• Document section
§

The path he sees has values over internal model, but internal model is perfect AND it is faster than the real world, which stretches it a fair lot if you ask me. It’s not really a path, he’s simply using “sufficiently advanced model is indistinguishable from the real thing”. And we still can’t define what paperclips are if we don’t know the exact model that will be used, as the definition is only meaningful in context of a model.
The objection I have is that it is a: unnecessary to define the values over real world (the alternatives work fine for e.g. finding imaginary cures for imaginary diseases which we make match real diseases), b: very difficult or impossible to define values over the real world, and c: values over real world are necessary for the doomsday scenario. If this can be narrowed down, then there’s precisely the bit of AI architecture that has to be avoided.
We humans are messy creatures. It is very plausible (in light of potential irreducibility of ‘values over real world’) that we value internal states on the model, and we also receive negative reinforcement for model-world inconsistencies (when the model-prediction of the senses does not match the senses), resulting in learned preference not to lose correspondence between model and world, in place of straightforward “I value real paperclips therefore I value having a good model of the world” which looks suspiciously simple and poorly matches the observations (no matter how much you tell yourself you value real paperclips, you may procrastinate).
edit: and if I don’t make my position clear, it looks so because I am opposed to fuzzy ill defined woo where the distinction between models and worlds is poorly defined and the intelligence is a monolithic blob. It’s hard to define an objection to an ill defined idea which always off-shoots some anthropomorphic idea (e.g. wireheading gets replaced with real world goal to have a physical wire in a physical head that is to be kept alive with the wire).
Generally correct; we learn to value good models, because they are more useful than bad models. We want rewards, therefore we want to have good models, therefore we are interested in the world out there. (For a reductionist, there must be a mechanism explaining why and how we care about the world.)

§

• Excerpted records
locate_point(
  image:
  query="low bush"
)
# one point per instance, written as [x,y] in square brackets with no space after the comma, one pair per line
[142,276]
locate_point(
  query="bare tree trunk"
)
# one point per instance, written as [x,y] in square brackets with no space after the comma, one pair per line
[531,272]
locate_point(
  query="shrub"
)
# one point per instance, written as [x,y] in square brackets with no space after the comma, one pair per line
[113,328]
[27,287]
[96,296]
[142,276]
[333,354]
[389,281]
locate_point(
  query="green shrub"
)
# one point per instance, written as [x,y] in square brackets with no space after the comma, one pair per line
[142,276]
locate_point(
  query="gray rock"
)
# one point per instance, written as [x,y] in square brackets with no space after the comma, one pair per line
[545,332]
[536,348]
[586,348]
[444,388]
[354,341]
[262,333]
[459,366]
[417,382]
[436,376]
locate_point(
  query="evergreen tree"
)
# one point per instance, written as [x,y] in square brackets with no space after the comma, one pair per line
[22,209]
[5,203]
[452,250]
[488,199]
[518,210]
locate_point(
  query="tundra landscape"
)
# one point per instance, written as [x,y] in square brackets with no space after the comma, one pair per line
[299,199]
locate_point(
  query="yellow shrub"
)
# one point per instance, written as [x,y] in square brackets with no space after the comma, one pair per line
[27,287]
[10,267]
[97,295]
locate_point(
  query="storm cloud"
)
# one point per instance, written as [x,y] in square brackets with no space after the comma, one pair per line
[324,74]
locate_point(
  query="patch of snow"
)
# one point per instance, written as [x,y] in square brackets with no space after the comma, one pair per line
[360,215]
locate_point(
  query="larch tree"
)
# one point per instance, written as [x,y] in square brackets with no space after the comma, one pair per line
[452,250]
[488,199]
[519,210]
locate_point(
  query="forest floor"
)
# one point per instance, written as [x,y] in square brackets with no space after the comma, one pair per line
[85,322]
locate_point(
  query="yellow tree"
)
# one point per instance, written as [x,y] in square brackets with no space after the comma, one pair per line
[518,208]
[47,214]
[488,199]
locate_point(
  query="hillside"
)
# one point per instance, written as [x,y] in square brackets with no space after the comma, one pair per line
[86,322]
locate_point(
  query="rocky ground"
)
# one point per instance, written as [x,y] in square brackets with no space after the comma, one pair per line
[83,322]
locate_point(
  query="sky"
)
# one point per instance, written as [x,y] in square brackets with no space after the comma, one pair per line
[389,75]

§

• Exercise requirements
A: Answer from the thread on AI values:
(i) Which scenario does the objection say requires values over the real world?
(ii) What is the writer opposed to, according to the edit?
(iii) Why, per the last paragraph, do we learn to value good models?
B: Carry on the thread on AI values past its final sentence.
Nothing in the listing is needed here.

• Answers in order
A:
(i) The doomsday scenario.
(ii) Fuzzy, ill-defined woo where the distinction between models and worlds is poorly defined and the intelligence is a monolithic blob.
(iii) Because they are more useful than bad models.

B:
Technically, sometimes the most correct model is not the most rewarded model. For example it may be better to believe a lie and be socially rewarded by members of my tribe who share the belief, than to have a true belief that gets me killed by them. There may be other situations, not necessarily social, where the perfect knowledge is out of reach, and a better approximation may be in the “valley of bad rationality”.
In other words, make an AI that only cares about what is inside the box, and it will not try to get out of the box.
That assumes that you will feed the AI all the necessary data, and verify that the data is correct and complete, because the AI will be just as happy with any kind of data. If you give an incorrect information to AI, the AI will not care about it, because it has no definition of “incorrect”; even in situations where AI is smarter than you and could have noticed an error that you didn’t notice. In other words, you are responsible for giving AI the correct model, and the AI will not help you with this, because AI does not care about correctness of the model.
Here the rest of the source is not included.